### INSTRUCTION
Reproduce the data word for word, covering only the stretch from the line containing "Where can you spot the ruined" through the line containing "pixel 230 42", both ends included.

(Labeled-object pointing data)
_ _ _ _ _
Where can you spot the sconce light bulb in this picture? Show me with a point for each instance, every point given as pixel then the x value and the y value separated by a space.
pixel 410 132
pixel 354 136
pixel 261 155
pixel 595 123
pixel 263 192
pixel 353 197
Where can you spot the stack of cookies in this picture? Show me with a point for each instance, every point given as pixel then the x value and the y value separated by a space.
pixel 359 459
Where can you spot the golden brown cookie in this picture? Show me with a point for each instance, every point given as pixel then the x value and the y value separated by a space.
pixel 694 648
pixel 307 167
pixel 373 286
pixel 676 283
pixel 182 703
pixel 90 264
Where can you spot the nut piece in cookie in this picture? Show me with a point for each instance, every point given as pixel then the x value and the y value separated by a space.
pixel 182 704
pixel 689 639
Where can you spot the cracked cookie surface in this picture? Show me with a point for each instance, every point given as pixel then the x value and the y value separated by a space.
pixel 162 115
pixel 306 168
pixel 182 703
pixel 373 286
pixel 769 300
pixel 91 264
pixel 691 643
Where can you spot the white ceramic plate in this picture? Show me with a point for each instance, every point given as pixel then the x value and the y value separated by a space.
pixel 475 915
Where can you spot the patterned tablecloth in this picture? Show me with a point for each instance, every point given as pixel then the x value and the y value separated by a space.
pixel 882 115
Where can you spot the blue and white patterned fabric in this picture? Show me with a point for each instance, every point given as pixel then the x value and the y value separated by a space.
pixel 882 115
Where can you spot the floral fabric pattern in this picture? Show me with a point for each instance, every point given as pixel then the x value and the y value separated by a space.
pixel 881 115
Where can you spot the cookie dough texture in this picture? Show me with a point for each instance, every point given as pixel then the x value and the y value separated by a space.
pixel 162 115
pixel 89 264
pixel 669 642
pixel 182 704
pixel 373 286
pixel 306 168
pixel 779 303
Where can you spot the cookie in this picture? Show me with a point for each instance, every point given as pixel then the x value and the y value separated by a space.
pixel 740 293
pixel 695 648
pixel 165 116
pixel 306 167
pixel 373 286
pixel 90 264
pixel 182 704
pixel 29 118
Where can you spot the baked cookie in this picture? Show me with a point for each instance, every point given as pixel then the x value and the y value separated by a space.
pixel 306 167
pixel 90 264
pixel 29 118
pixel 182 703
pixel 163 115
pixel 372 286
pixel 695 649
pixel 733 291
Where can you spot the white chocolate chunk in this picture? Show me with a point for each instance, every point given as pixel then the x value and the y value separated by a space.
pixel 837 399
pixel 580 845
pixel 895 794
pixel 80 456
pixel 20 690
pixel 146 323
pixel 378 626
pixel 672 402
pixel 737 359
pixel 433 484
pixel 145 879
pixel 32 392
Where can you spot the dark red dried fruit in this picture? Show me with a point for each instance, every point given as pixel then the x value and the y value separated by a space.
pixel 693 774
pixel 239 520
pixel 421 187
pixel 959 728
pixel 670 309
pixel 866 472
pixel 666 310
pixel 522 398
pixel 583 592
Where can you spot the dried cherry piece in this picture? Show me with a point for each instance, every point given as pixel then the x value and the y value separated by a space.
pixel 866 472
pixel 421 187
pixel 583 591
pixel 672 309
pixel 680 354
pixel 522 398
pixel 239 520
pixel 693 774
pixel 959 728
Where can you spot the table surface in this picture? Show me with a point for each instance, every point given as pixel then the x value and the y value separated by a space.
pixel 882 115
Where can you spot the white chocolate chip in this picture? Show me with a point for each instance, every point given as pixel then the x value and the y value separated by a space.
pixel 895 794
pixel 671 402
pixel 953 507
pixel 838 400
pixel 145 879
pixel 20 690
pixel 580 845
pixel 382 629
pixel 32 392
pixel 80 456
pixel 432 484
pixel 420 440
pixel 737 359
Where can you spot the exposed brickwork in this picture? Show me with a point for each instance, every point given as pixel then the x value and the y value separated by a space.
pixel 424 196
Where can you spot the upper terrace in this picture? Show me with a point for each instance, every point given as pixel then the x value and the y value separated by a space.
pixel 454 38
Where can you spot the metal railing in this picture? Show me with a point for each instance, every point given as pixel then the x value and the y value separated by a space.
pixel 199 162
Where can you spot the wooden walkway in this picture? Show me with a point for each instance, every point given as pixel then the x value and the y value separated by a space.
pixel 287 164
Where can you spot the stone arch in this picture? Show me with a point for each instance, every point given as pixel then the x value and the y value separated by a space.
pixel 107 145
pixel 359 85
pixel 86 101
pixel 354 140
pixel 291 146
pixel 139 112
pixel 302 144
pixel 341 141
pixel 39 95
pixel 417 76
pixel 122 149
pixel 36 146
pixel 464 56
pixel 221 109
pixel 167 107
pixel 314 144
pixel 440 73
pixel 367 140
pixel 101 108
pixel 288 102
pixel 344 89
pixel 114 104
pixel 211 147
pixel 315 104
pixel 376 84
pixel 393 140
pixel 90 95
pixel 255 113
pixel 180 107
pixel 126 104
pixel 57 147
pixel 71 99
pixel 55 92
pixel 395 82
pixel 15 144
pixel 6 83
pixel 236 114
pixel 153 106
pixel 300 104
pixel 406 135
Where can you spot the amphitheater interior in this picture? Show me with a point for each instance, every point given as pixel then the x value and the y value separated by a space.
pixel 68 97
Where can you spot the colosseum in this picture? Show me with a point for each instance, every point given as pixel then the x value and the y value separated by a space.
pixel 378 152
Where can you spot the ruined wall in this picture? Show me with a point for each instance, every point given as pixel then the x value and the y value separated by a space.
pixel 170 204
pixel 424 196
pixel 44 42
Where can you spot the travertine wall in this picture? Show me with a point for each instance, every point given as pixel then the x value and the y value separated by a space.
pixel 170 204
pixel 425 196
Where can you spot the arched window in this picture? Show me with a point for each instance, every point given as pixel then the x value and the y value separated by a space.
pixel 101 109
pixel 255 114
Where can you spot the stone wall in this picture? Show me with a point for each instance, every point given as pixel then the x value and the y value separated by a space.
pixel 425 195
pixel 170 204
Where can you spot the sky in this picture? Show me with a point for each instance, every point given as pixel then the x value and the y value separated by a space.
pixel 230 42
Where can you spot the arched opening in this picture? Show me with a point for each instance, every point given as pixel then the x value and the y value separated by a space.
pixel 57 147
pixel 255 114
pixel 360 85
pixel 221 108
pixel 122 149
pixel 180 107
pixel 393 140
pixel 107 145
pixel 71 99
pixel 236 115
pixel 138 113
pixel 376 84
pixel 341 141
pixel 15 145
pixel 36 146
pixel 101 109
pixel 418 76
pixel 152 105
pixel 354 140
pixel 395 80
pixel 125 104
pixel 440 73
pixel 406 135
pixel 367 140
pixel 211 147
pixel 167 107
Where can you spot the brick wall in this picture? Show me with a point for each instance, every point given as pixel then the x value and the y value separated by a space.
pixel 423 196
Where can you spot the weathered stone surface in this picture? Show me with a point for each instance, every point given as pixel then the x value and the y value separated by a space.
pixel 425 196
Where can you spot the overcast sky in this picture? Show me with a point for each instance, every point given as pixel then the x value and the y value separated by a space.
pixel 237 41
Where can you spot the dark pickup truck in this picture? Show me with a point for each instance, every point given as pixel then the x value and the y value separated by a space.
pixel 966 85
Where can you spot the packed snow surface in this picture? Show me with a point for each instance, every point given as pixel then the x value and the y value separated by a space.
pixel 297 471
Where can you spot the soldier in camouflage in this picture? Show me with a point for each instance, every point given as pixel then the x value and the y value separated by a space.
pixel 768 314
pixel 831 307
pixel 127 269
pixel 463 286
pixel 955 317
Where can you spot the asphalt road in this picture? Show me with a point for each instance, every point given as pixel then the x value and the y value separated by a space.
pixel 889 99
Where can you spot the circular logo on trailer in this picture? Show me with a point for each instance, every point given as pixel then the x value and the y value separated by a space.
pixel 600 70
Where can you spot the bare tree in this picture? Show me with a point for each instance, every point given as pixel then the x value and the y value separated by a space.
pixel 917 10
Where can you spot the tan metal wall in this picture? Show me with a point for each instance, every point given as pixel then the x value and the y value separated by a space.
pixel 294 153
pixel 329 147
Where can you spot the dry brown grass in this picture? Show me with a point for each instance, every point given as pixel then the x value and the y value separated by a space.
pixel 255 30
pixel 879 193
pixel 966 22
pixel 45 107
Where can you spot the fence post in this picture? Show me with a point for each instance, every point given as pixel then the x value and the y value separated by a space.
_ _ _ _ _
### PROBLEM SOLUTION
Where can you spot the ruined wall in this picture? Show me with a point for each instance, every point given as pixel then the x value and the y value separated by a space.
pixel 170 204
pixel 424 196
pixel 44 42
Where can you spot the travertine wall in this picture? Show me with a point for each instance, every point given as pixel then the x value and the y value separated by a space.
pixel 170 204
pixel 425 196
Where can you spot the arched window in this picture? Show me with a point for each instance, every point given as pixel then the x value and the y value separated by a space.
pixel 101 109
pixel 255 114
Where can you spot the stone wall in this picture? Show me with a point for each instance, every point given as pixel then the x value and the y value separated by a space.
pixel 425 195
pixel 170 204
Where can you spot the sky in this picture? Show me with a point for each instance, every point given as pixel then the x value and the y value separated by a space.
pixel 230 42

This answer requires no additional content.